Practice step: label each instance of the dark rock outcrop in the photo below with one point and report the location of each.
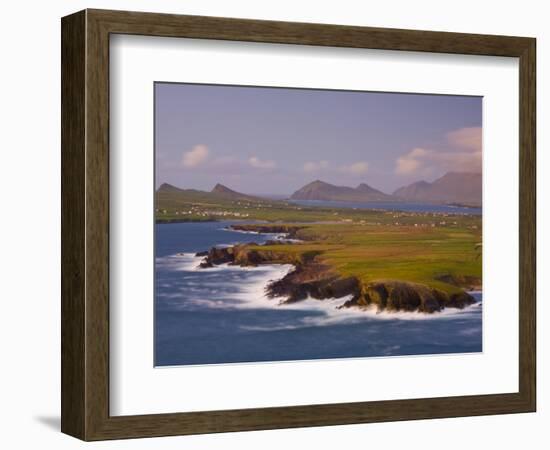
(313, 278)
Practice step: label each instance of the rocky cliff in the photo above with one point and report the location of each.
(313, 278)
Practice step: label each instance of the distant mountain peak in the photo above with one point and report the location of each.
(220, 188)
(226, 192)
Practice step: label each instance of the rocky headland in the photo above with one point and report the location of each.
(313, 278)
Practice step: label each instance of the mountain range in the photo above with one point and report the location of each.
(319, 190)
(453, 187)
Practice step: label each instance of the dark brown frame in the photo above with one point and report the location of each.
(85, 224)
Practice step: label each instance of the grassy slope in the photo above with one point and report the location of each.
(370, 247)
(405, 253)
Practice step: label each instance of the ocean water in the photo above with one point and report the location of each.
(392, 206)
(221, 315)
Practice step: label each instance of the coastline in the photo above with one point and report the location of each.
(311, 278)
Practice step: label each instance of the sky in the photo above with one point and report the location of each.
(262, 140)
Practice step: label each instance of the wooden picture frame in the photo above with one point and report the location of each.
(85, 224)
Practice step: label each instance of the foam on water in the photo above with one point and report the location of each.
(245, 288)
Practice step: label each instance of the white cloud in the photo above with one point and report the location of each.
(463, 155)
(195, 157)
(315, 166)
(357, 168)
(257, 163)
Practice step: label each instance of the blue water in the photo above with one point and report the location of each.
(392, 206)
(219, 315)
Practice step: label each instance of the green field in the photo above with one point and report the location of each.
(425, 255)
(439, 250)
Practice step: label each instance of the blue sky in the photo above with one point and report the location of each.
(274, 140)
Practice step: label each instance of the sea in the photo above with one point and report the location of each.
(221, 315)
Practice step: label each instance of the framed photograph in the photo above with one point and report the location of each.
(272, 225)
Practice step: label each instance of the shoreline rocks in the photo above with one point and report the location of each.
(312, 278)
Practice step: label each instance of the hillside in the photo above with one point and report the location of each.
(223, 191)
(319, 190)
(453, 187)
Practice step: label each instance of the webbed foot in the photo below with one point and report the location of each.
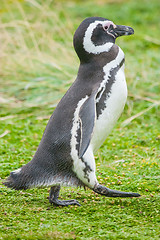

■ **Work to complete**
Copy all the data exactly as written, but skip any picture.

■ **Reply to the exercise**
Practice step: label each instance of the dark rock outcrop in the photo below with one point and report the location of each.
(313, 278)
Practice step: label each instance of the rocky cliff in the photo above with one point and report the location of each.
(313, 278)
Practice step: label each instance of the distant mountain peak in the photo above with one point and report the location of each.
(220, 188)
(226, 192)
Practice step: label each instance of the rocky headland in the photo above with one point and report the location of each.
(313, 278)
Practice step: label each instance of the mountain range in the photo above with one point and report the location of each.
(319, 190)
(453, 187)
Practice step: label each instance of the dark brown frame in the photo above with one point and report the location of each.
(85, 224)
Practice step: label each instance of the grassy slope in the photo above with one point and report the location of each.
(370, 247)
(405, 253)
Practice step: label each instance of the ocean water in the photo above with one point and report the location of each.
(392, 206)
(221, 315)
Practice step: label each instance of the coastline in the photo above with one point and report the location of each.
(311, 278)
Practice step: label each instance of the sky in the photo above with one point and report the location of each.
(262, 140)
Practice step: label each instance of the wooden picture frame in the photo above with one point and report the location of each.
(85, 224)
Practice step: label each instance of the foam on water in the photo above with one point and report the location of each.
(245, 288)
Practice step: label each instance of the white cloud in the photo above with one point and report the location of each.
(463, 155)
(195, 157)
(315, 166)
(357, 168)
(257, 163)
Practice step: label each instance of the blue water in the photo above with one point and report the location of each.
(392, 206)
(219, 315)
Practice step: label each instance of the green field in the photo above with one point and report the location of each.
(425, 255)
(439, 250)
Practice step: label each instance of the blue sky in the photo above with one point and report the location of each.
(274, 140)
Practice step: label each instance of the sea in the photo above with one point and report the location of each.
(221, 315)
Practice step: label each instance of the framed photograph in the photo above with one point and report the location of each.
(272, 225)
Practice step: label each instance of the shoreline rocks in the photo above with one point and report the location of each.
(312, 278)
Practice step: label each instance of the hillside in the photo above with one point and report the location of each.
(223, 191)
(319, 190)
(453, 187)
Practice step: label each instance of the webbed foot in the photo below with one point and report the location of each.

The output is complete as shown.